**Document**
===

= Cambion =

Half-human half-demon

In European mythology and literature, a cambion (/ˈkæmbiən/) is the child produced from a human–demon sexual union, typically involving an incubus or a succubus. In the word's earliest known uses, it was interchangeable with changeling.

== Changelings ==
Cambion comes from the Late Latin cambiare 'to exchange', and ultimately from the Celtic root "kamb", meaning crooked or exchange. In its earliest known uses, the word is used for a changeling, the child of fairies or demons, who has been substituted for a human baby. William of Auvergne, in his 13th-century work De Universo, wrote of "cambiones, from cambiti, that is 'having been exchanged: the "sons of incubi demons". These false infants constantly wail for milk and cannot be satisfied even by four nurses. Richard Firth Green notes that this "was to become the standard scholastic explanation for changelings throughout the Middle Ages."

The earliest evidenced appearance of the word "cambion" in the sense of an offspring of two demons is in the 1818 French-language Dictionnaire Infernal. The 1825 edition of that book has the following entry:

CAMBION, — Enfants des Demons. Delancre et Bodin pensent que les démons incubes peuvent s'unir aux démones succubes, et qu'il nait de leur commerce des enfants hideux qu'on nomme cambions ...

English translation:

CAMBION, — Children of Demons. Delancre and Bodin believe that incubus (male) demons can unite with succubus (female) demons, and that born of their exchange are hideous children which are called cambions ...

===

**Collected data**
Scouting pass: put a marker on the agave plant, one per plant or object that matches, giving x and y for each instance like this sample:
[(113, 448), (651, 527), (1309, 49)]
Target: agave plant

===

**Work to complete**
a: Say whether each statement agrees with the cambion article, answering yes or no and quoting the deciding words: (i) The word "cambion" comes from the Late Latin cambiare, meaning "to exchange." (ii) William of Auvergne wrote De Universo in the 15th century. (iii) According to William of Auvergne, four nurses can satisfy the false infants.
b: List every person named in the cambion article.
c: Take the cambion article further from the point where it stops.

**Exercise answers**
a:
(i) Yes: "Cambion comes from the Late Latin cambiare 'to exchange'"
(ii) No: "in his 13th-century work De Universo"
(iii) No: "cannot be satisfied even by four nurses"

b: William of Auvergne, Richard Firth Green, Delancre, Bodin

c:
In the Encyclopedia of Occultism and Parapsychology, the cambion is again said to be the direct offspring of the incubus and the succubus, forgoing any need for human involvement. This same incarnation retained the absence of breath or a pulse until seven years of age, but was said to also have been incredibly heavy (even too heavy for a horse to carry) and to have cried upon being touched.

== Human–demon hybrids ==
Since at least the 19th century, "cambion" has taken on a further definition: the child of an incubus or a succubus with a human parent. In 1874, Victor Hugo's Toilers of the Sea defined a cambion as the son of a woman and the devil. It also appeared as a hybrid of human and demon in Dungeons & Dragons' 1983 Monster Manual II.

The concept of offspring born to humans and demons was a subject of debate in the Middle Ages, but did not have a widely accepted name. The influential Malleus Maleficarum, which has been described as the major compendium of literature in demonology of the fifteenth century, states that demons, including the incubus and the succubus, are incapable of reproduction:

Moreover, to beget a child is the act of a living body, but devils cannot bestow life upon the bodies they assume; because life formally proceeds only from the soul, and the act of generation is the act of the physical organs which have bodily life. Therefore bodies which are assumed in this way cannot either beget or bear.

Because of this inability to create or nurture life, the method of the creation of a cambion is necessarily protracted. A succubus will have sexual relations with a human male and so acquire a sample of his sperm. This she will then pass on to an incubus, who then corrupts and strengthens the seed. The incubus will, in his turn, transfer this sperm to a human female and thus impregnate her.

Yet it may be said that these devils assume a body not in order that they may bestow life upon it, but that they may by the means of this body preserve human semen, and pass the semen on to another body.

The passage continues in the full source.